### Records for the exercise

______

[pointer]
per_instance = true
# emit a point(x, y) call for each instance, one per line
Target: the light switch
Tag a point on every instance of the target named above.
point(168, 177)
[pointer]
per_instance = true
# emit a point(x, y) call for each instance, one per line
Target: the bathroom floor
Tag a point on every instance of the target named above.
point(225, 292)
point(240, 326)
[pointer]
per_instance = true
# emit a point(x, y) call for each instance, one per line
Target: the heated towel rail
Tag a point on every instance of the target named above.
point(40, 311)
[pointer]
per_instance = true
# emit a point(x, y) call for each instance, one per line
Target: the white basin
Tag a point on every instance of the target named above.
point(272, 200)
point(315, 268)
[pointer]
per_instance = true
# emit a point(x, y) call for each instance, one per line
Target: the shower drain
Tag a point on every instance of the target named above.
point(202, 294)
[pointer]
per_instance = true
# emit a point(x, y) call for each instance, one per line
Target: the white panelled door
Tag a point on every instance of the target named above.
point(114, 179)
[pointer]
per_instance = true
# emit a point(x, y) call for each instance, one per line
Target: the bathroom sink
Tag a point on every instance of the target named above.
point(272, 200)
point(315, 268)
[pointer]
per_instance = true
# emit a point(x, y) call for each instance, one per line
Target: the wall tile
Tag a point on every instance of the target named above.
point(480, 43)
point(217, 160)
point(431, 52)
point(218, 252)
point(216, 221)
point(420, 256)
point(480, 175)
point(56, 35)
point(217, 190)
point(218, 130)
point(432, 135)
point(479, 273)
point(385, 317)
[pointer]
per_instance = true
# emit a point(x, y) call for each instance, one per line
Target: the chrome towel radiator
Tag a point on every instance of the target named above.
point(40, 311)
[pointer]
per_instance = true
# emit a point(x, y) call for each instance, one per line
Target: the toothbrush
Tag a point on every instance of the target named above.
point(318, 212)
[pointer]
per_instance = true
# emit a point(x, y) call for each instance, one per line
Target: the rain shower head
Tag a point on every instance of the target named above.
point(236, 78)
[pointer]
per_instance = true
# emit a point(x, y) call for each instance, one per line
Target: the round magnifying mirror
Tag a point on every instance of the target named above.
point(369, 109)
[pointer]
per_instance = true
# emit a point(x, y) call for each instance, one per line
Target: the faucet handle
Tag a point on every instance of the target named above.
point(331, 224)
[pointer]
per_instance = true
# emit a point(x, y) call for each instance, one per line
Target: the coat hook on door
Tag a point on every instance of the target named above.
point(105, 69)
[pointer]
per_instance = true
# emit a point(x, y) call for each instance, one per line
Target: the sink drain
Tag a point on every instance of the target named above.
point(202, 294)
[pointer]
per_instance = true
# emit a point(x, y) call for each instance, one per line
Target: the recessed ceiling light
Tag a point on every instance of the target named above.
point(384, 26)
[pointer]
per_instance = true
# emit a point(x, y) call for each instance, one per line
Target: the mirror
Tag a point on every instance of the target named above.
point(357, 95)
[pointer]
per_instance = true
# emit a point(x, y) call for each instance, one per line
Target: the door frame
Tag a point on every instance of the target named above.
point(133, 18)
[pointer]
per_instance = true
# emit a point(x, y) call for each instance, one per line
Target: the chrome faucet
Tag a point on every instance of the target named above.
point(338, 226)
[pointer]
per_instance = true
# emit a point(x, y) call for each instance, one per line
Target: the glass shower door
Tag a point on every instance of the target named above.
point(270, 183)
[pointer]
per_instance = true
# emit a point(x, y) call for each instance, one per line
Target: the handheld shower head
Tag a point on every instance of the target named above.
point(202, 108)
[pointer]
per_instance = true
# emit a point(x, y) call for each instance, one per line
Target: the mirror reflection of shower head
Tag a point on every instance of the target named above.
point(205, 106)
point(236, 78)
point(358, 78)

______

### Request
Can you write out the material above again with "Tag" switched to "Place" everywhere it occurs, changing nothing else?

### The result
[pointer]
per_instance = true
# emit a point(x, y) call for each instance, one per line
Target: the light switch
Place a point on every instance of the target named above.
point(168, 177)
[pointer]
per_instance = true
# emit a point(x, y) call for each instance, one per line
Target: the bathroom floor
Place a point on every instance of the target named above.
point(225, 292)
point(240, 326)
[pointer]
per_instance = true
# emit a point(x, y) call for each instance, one per line
Target: the heated towel rail
Place a point on every instance of the target named above.
point(40, 311)
[pointer]
per_instance = true
# emit a point(x, y) call for each instance, one per line
Target: the white basin
Place a point on every instance of the target named above.
point(272, 200)
point(315, 268)
[pointer]
per_instance = true
# emit a point(x, y) call for each instance, one per line
Target: the shower drain
Place a point on every instance of the target named above.
point(202, 294)
[pointer]
per_instance = true
# emit a point(x, y) call for each instance, one per line
Target: the white panelled door
Place a point on every instance of the target named above.
point(114, 179)
[pointer]
per_instance = true
# emit a point(x, y) call for each instance, one per line
Target: the bathroom sink
Place a point on every instance of the target named above.
point(272, 200)
point(315, 268)
[pointer]
per_instance = true
# emit a point(x, y) call for each instance, one per line
Target: the wall tile
Place a point on every instance of the target named above.
point(480, 43)
point(217, 160)
point(431, 52)
point(218, 252)
point(216, 221)
point(420, 256)
point(480, 175)
point(56, 35)
point(217, 190)
point(218, 130)
point(432, 135)
point(479, 273)
point(385, 317)
[pointer]
per_instance = true
# emit a point(x, y) call for each instance, one per line
Target: the chrome towel radiator
Place a point on every instance of the target named above.
point(40, 311)
[pointer]
per_instance = true
# emit a point(x, y) call for each instance, one per line
Target: the toothbrush
Place a point on every instance of the target named above.
point(318, 212)
[pointer]
per_instance = true
# emit a point(x, y) call for each instance, one per line
Target: the rain shower head
Place a point on every instance of the target named above.
point(236, 78)
[pointer]
per_instance = true
# emit a point(x, y) call for each instance, one per line
Target: the round magnifying mirror
Place a point on every instance of the target named above.
point(369, 109)
[pointer]
per_instance = true
# emit a point(x, y) call for each instance, one per line
Target: the faucet handle
Place a point on every instance of the target named above.
point(331, 224)
[pointer]
per_instance = true
# emit a point(x, y) call for each instance, one per line
Target: the coat hook on door
Place a point on every instance of the target named above.
point(105, 69)
[pointer]
per_instance = true
# emit a point(x, y) call for each instance, one per line
Target: the sink drain
Place a point on every instance of the target named above.
point(202, 294)
[pointer]
per_instance = true
# emit a point(x, y) call for each instance, one per line
Target: the recessed ceiling light
Place a point on every instance of the target named above.
point(384, 26)
[pointer]
per_instance = true
# emit a point(x, y) call for each instance, one per line
Target: the mirror
Place a point on every instance of the target named above.
point(357, 95)
[pointer]
per_instance = true
# emit a point(x, y) call for each instance, one per line
Target: the door frame
Place a point on every instance of the target named above.
point(133, 18)
[pointer]
per_instance = true
# emit a point(x, y) call for each instance, one per line
Target: the chrome faucet
Place a point on every instance of the target named above.
point(338, 226)
[pointer]
per_instance = true
# emit a point(x, y) call for each instance, one per line
Target: the glass shower door
Place a point on every instance of the target named above.
point(270, 183)
[pointer]
per_instance = true
# emit a point(x, y) call for each instance, one per line
Target: the handheld shower head
Place a point on every instance of the target named above.
point(202, 108)
[pointer]
per_instance = true
# emit a point(x, y) call for each instance, one per line
Target: the mirror reflection of shower head
Place a point on every instance of the target named above.
point(205, 106)
point(236, 78)
point(358, 78)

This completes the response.